Reproduce the data below word for word, keeping every line and its order unchanged.

* Begin Material for this exercise *

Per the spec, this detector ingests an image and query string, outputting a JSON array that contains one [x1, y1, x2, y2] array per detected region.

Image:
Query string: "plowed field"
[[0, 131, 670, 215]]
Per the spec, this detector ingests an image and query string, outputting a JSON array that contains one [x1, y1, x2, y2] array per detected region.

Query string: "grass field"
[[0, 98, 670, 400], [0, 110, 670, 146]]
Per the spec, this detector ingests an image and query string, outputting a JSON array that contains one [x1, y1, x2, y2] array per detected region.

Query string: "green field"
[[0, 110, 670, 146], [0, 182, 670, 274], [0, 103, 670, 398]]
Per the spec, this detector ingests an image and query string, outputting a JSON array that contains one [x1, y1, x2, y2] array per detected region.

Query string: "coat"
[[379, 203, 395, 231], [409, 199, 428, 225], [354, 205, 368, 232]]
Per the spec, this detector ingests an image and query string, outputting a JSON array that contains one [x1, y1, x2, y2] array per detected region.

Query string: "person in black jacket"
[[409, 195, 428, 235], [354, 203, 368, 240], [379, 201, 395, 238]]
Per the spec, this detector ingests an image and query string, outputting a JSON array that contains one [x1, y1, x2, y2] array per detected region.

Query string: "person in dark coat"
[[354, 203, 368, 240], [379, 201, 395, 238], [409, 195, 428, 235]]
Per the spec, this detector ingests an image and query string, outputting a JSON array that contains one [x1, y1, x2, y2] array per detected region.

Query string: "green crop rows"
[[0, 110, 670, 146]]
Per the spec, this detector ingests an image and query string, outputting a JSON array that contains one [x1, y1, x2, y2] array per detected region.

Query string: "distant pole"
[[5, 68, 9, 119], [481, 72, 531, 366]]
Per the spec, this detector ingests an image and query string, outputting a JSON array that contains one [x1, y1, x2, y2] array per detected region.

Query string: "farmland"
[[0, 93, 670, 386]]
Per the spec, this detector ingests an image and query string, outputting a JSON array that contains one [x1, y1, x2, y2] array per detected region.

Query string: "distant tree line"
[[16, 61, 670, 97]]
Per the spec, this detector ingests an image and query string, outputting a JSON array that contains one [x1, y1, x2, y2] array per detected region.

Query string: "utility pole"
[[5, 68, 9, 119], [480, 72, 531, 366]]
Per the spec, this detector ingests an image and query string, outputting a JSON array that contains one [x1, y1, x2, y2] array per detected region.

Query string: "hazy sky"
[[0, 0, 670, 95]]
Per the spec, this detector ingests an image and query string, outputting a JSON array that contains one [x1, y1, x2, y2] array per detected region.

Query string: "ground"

* End Material for this exercise *

● Output
Per the spec, this detector ingests an image and query string, outputting a JSON array that contains one [x1, y1, x2, y2] array per detected region.

Image:
Query string: "plowed field"
[[0, 131, 670, 215]]
Per the spec, this detector ingests an image and query string, outputting a JSON array that contains one [x1, y1, x2, y2] array per detected region.

Query string: "grass field"
[[0, 98, 670, 400], [0, 110, 670, 146]]
Per the spec, this detector ingests an image and query string, outputting a JSON array that contains one [x1, y1, x2, y2] array per detected region.

Query string: "green field"
[[0, 110, 670, 146], [0, 182, 670, 274], [0, 103, 670, 398]]
Per the spec, this detector ingests an image and query string, outputting a JSON array that contains one [x1, y1, x2, y2] array per detected region.

Query string: "coat"
[[379, 203, 395, 231], [409, 199, 428, 225], [354, 205, 368, 232]]
Per the spec, this detector ingests an image and query string, outputting a JSON array that contains one [x1, y1, x2, y2] array per detected region.

Query string: "person in black jacket"
[[409, 195, 428, 235], [354, 203, 368, 240], [379, 201, 395, 238]]
Per the spec, this detector ingests an image and query string, outputting a JSON array that contains one [x1, y1, x2, y2] array per detected region.

Query string: "person in dark coat"
[[354, 203, 368, 240], [379, 201, 395, 238], [409, 195, 428, 235]]
Per the spec, this detector ingests an image and query string, outputting a JSON array that contains one [x1, y1, x2, y2] array per detected region.

Query string: "green crop rows"
[[0, 110, 670, 146]]
Per the spec, this detector ingests an image and query string, outputting a JSON array that contains one [x1, y1, x2, y2] array per detected region.

Query string: "distant pole"
[[5, 68, 9, 119], [481, 72, 531, 366]]
Per the spec, this detector ingests an image and query string, outputting a JSON array that contains one [x1, y1, x2, y2] array per detected region.

Query string: "farmland"
[[0, 93, 670, 386]]
Per the spec, this detector ingests an image and query string, outputting a JSON array that contains one [x1, y1, x2, y2] array per detected region.

Query string: "distant tree line"
[[16, 61, 670, 97]]
Per the spec, this detector ingests an image and query string, outputting a JSON array that contains one [x1, y1, x2, y2] array per detected region.

Query string: "utility pole"
[[5, 68, 9, 119], [480, 72, 531, 366]]
Per the spec, this detector ingests an image and query string, outputting a JSON array that contains one [x1, y1, x2, y2] array per detected region.

Query string: "hazy sky"
[[0, 0, 670, 95]]
Per the spec, this detector ingests an image and query string, outputting a JSON array that contains one [x1, y1, x2, y2] array per detected region.

Query string: "ground"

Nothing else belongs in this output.